Friday 23 December 2022

Grocery barons milking inflation for all its worth

 

Inflation is quite something. Just the talk of it encourages its self-perpetuation. 

This year a fine red line has been erased, allowing almost everyone to adjust their prices to more “appropriate” levels. 

That streaming platform I use? Let’s tack on another $5 per month (25% increase). 

Mushrooms – the one grocery item I’m familiar with – add another dollar per package (33% increase). 

Even the cost of developing my daughter’s school pictures has increased – there’s now a labour and fuel fee of $2 per order! 

I’m not even mentioning the price of gas, cars or bikes... Bikes, of all things, have doubled in price over the last two years. Used cars, if you’ve been looking for one, are up by more than 20%. 

I’m in a position where I can afford the extra costs, but many are not so fortunate. It’s a fine line between working for a living wage and working in poverty. Utilities alone have increased 3-5% per year on average over the last five years where I live, even before the Great Inflation of 2022. Now groceries have increased 10% year over year. These are life essentials. 

People my age have been fortunate to have low inflationary pressures for most of our adult lives, which has allowed us to borrow money to buy homes and cars for very little. That’s all changing. For the savers out there, it might be welcome news – especially those who prefer the low-risk kind of investments. GICs are finally looking attractive again. Guaranteed five percent interest? I’ll take that, even though I’m still losing out to inflation!
++++++++++
Decide whether each statement agrees with the piece on inflation. Answer yes or no for each, and quote the deciding words from the piece.
1. The streaming platform raised its price by $5 per month.
2. Used cars have doubled in price over the last two years.
3. Groceries have risen 5% year over year.
The entries come from a separate source, unrelated to the piece on inflation.

* [MATERIAL SUPPLIED]
++++++++++
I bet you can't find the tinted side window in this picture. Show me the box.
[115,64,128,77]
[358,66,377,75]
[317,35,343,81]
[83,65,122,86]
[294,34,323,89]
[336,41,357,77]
++++++++++
* [YOUR RESPONSE]
1. Yes: "Let’s tack on another $5 per month (25% increase)."
2. No: "Used cars, if you’ve been looking for one, are up by more than 20%."
3. No: "Now groceries have increased 10% year over year."